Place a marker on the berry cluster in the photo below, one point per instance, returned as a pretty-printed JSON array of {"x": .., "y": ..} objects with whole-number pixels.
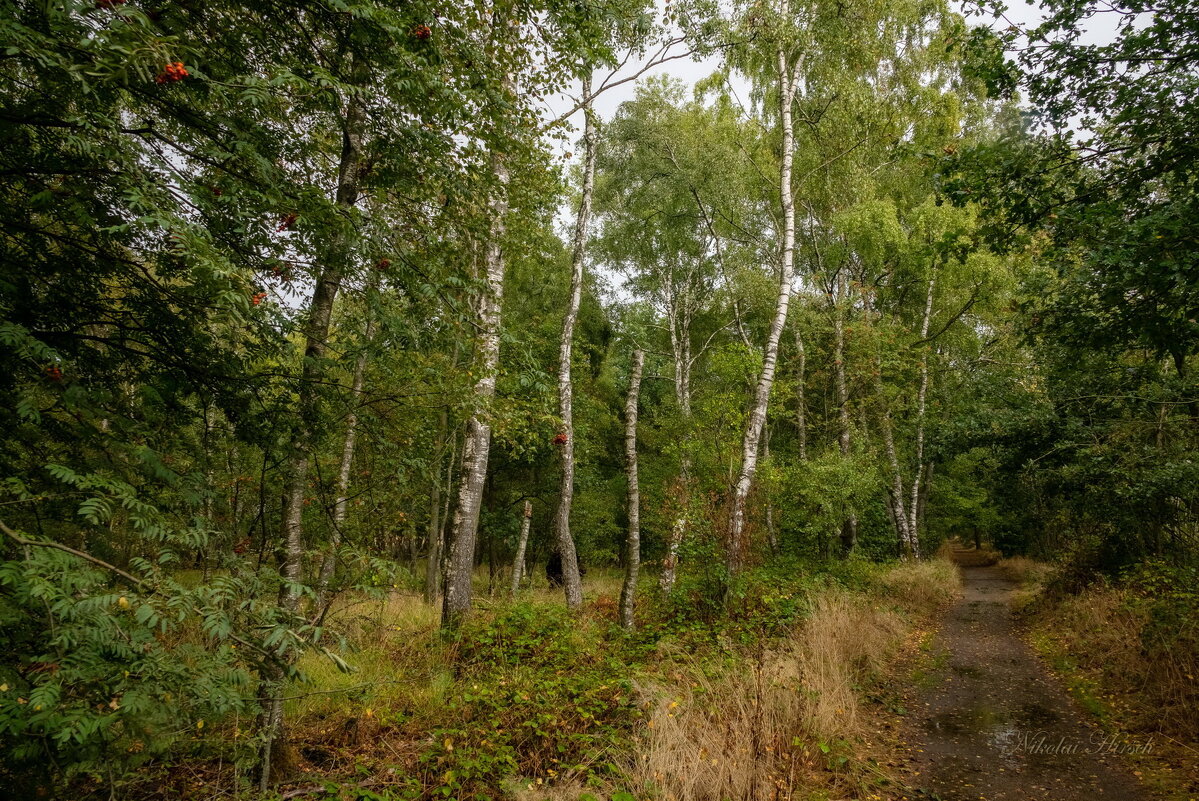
[{"x": 172, "y": 72}]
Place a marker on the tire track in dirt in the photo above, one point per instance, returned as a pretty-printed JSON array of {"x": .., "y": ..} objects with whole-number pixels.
[{"x": 994, "y": 724}]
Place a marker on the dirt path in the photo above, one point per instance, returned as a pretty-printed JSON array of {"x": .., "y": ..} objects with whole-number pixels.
[{"x": 992, "y": 723}]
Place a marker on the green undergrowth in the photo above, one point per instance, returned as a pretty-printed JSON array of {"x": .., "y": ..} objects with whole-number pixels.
[
  {"x": 1127, "y": 649},
  {"x": 528, "y": 700}
]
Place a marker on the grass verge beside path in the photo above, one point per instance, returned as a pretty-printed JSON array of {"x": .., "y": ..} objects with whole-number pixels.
[
  {"x": 761, "y": 699},
  {"x": 1128, "y": 651}
]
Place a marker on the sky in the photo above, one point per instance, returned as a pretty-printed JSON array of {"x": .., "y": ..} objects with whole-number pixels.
[{"x": 1024, "y": 14}]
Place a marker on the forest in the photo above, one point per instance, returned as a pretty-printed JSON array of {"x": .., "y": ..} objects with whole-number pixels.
[{"x": 598, "y": 399}]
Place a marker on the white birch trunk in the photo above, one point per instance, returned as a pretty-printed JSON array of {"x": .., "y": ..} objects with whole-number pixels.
[
  {"x": 849, "y": 525},
  {"x": 477, "y": 440},
  {"x": 522, "y": 546},
  {"x": 788, "y": 80},
  {"x": 801, "y": 409},
  {"x": 433, "y": 560},
  {"x": 320, "y": 312},
  {"x": 633, "y": 541},
  {"x": 679, "y": 319},
  {"x": 571, "y": 579},
  {"x": 921, "y": 399},
  {"x": 342, "y": 489}
]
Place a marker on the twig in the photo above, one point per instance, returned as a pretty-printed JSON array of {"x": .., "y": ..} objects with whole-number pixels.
[{"x": 24, "y": 541}]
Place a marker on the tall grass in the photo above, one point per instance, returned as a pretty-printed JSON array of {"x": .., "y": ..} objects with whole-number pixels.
[{"x": 776, "y": 722}]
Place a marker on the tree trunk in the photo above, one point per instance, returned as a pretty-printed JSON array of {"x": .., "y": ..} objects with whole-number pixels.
[
  {"x": 788, "y": 80},
  {"x": 921, "y": 398},
  {"x": 633, "y": 541},
  {"x": 320, "y": 312},
  {"x": 342, "y": 491},
  {"x": 433, "y": 560},
  {"x": 571, "y": 579},
  {"x": 477, "y": 441},
  {"x": 679, "y": 320},
  {"x": 849, "y": 525},
  {"x": 518, "y": 561},
  {"x": 801, "y": 410}
]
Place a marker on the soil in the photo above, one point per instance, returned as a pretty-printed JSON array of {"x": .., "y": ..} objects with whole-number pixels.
[{"x": 992, "y": 723}]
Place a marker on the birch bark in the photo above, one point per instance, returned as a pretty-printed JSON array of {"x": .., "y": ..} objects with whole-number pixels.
[
  {"x": 788, "y": 83},
  {"x": 320, "y": 311},
  {"x": 433, "y": 560},
  {"x": 849, "y": 525},
  {"x": 921, "y": 399},
  {"x": 342, "y": 489},
  {"x": 801, "y": 408},
  {"x": 633, "y": 540},
  {"x": 571, "y": 579},
  {"x": 477, "y": 440},
  {"x": 522, "y": 546}
]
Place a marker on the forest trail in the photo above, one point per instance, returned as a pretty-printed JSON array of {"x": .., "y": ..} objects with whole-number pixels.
[{"x": 992, "y": 723}]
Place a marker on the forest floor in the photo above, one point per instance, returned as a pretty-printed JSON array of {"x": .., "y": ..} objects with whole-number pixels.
[{"x": 989, "y": 721}]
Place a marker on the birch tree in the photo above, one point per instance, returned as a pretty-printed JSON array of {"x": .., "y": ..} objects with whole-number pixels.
[{"x": 633, "y": 504}]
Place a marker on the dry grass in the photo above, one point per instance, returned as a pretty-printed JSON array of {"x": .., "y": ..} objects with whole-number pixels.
[
  {"x": 1102, "y": 631},
  {"x": 1024, "y": 570},
  {"x": 922, "y": 586},
  {"x": 755, "y": 733}
]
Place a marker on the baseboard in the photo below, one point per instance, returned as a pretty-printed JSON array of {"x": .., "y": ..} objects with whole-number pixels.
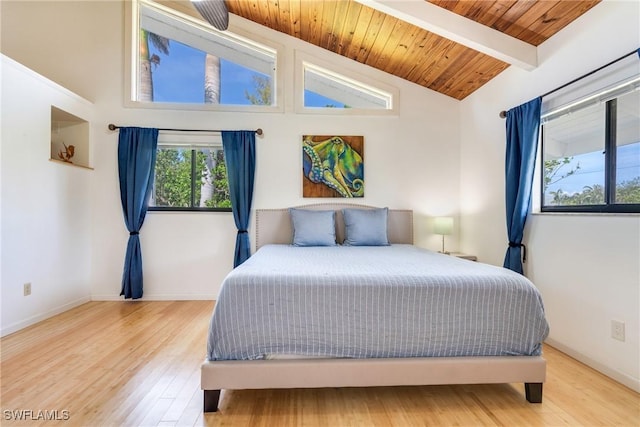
[
  {"x": 156, "y": 297},
  {"x": 42, "y": 316},
  {"x": 624, "y": 379}
]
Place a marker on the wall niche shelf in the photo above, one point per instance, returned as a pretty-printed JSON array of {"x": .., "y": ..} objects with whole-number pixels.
[{"x": 69, "y": 139}]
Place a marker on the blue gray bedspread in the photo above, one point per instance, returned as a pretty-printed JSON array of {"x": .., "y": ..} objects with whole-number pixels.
[{"x": 369, "y": 302}]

-=-=-=-=-

• _Task objective_: Set down the material above exactly as it reads, but not its pictures.

• _Output for this exercise_:
Place a marker on the berry cluster in the photo below, one point per instance, returned as a pretty-printed JSON array of {"x": .., "y": ..} objects with whole-number pixels.
[{"x": 172, "y": 72}]
Place a marker on the tire track in dirt in the photo above, one point per instance, returned as a pretty-printed JSON array of {"x": .., "y": ..} objects with whole-number pixels.
[{"x": 994, "y": 724}]
Place a marker on the dirt path in the photo above, one point per instance, returned as a pretty-printed JSON array of {"x": .., "y": ..} objects with whole-number pixels.
[{"x": 992, "y": 723}]
Place a marker on the green undergrowth in the photo above, one point per instance, returned as a pretty-printed JSON array of {"x": .., "y": ..} objects with whole-number pixels.
[
  {"x": 1127, "y": 649},
  {"x": 528, "y": 700}
]
Place a marker on the grass verge beside path in the photo above, one point per instance, returned as a pretty-printed JSON array of {"x": .., "y": ..} objects with whole-number pixels.
[
  {"x": 761, "y": 699},
  {"x": 1128, "y": 651}
]
Place a marker on the sky in the photo above, one point per instance, returned as a pretty-printed JSON array of {"x": .., "y": ..} objects with whole-number pixels.
[{"x": 1024, "y": 14}]
Place a marker on the forest in the photo above, one point per instance, returned as a pretty-printed JSON array of {"x": .., "y": ..} objects with whole-number pixels.
[{"x": 598, "y": 399}]
Place a marker on the white birch trunk in the photo above, one point per instance, returned as a pretty-printed JSON array of {"x": .., "y": ..} objects with whole-number pixels.
[
  {"x": 849, "y": 525},
  {"x": 477, "y": 440},
  {"x": 522, "y": 546},
  {"x": 788, "y": 80},
  {"x": 801, "y": 409},
  {"x": 433, "y": 560},
  {"x": 320, "y": 312},
  {"x": 633, "y": 541},
  {"x": 679, "y": 319},
  {"x": 571, "y": 579},
  {"x": 921, "y": 399},
  {"x": 342, "y": 489}
]
Place a marker on the twig in the photo above, one point per instance, returned as a pretty-printed JSON array of {"x": .., "y": ..} objects with whole-number pixels.
[{"x": 24, "y": 541}]
Place a marker on the tall grass in the photo above, one point per instance, returned as a pretty-printed JSON array of {"x": .., "y": ..} objects with whole-number pixels.
[{"x": 776, "y": 722}]
Place a marker on the tree trunk in the photo above, one point per instance, returned as a pretty-printed JSON array of {"x": .., "y": ..} objects with whole-number pixels.
[
  {"x": 788, "y": 80},
  {"x": 921, "y": 398},
  {"x": 633, "y": 541},
  {"x": 320, "y": 312},
  {"x": 342, "y": 491},
  {"x": 433, "y": 560},
  {"x": 571, "y": 579},
  {"x": 477, "y": 441},
  {"x": 679, "y": 320},
  {"x": 849, "y": 525},
  {"x": 518, "y": 561},
  {"x": 801, "y": 410}
]
Place a marker on the soil in the photo above, one point per instance, returned as a pretty-printed JSON array of {"x": .., "y": ..} objects with whole-number pixels.
[{"x": 992, "y": 723}]
Place a marker on the birch bark in the photo above, one point per instance, returned as a pretty-printed JSON array of {"x": .., "y": ..} objects with whole-number pixels.
[
  {"x": 788, "y": 83},
  {"x": 320, "y": 311},
  {"x": 433, "y": 560},
  {"x": 849, "y": 525},
  {"x": 921, "y": 399},
  {"x": 342, "y": 489},
  {"x": 801, "y": 408},
  {"x": 633, "y": 540},
  {"x": 571, "y": 579},
  {"x": 477, "y": 440},
  {"x": 522, "y": 546}
]
Place a marker on the forest trail in the photo above, one point per instance, returned as a pretty-printed JSON array of {"x": .., "y": ..} objects with whole-number pixels.
[{"x": 992, "y": 723}]
Place a marker on the forest floor in the photo above, one point per instance, returned as a pretty-printed JSON array of {"x": .., "y": ..} objects with whole-number pixels.
[{"x": 989, "y": 721}]
Place a marker on the birch tree in the photo above, one point per instance, returned as a pretty-printed JSON array of {"x": .., "y": ..} objects with whole-number pixels.
[{"x": 633, "y": 504}]
Place a marker on the dry grass in the photo above, one point per instance, returned as a pretty-printed JSON array of {"x": .., "y": ..} objects with whole-number pixels.
[
  {"x": 1102, "y": 631},
  {"x": 1024, "y": 570},
  {"x": 922, "y": 586},
  {"x": 755, "y": 733}
]
Place a marker on the baseboard in the photo below, one point per instance, returned as a pretty-printed JSON array of {"x": .., "y": ..} objects with whole-number pixels.
[
  {"x": 156, "y": 297},
  {"x": 42, "y": 316},
  {"x": 624, "y": 379}
]
Place a marker on the wall niche shelf in the photo above, one point per instance, returned as a pretty-printed JSON array of {"x": .., "y": ..} objects with whole-number pixels.
[{"x": 69, "y": 139}]
Place a marker on the blue gray bedspread in the photo above, one point per instance, returned as a pretty-printed JSON array of {"x": .., "y": ..} objects with whole-number pixels.
[{"x": 369, "y": 302}]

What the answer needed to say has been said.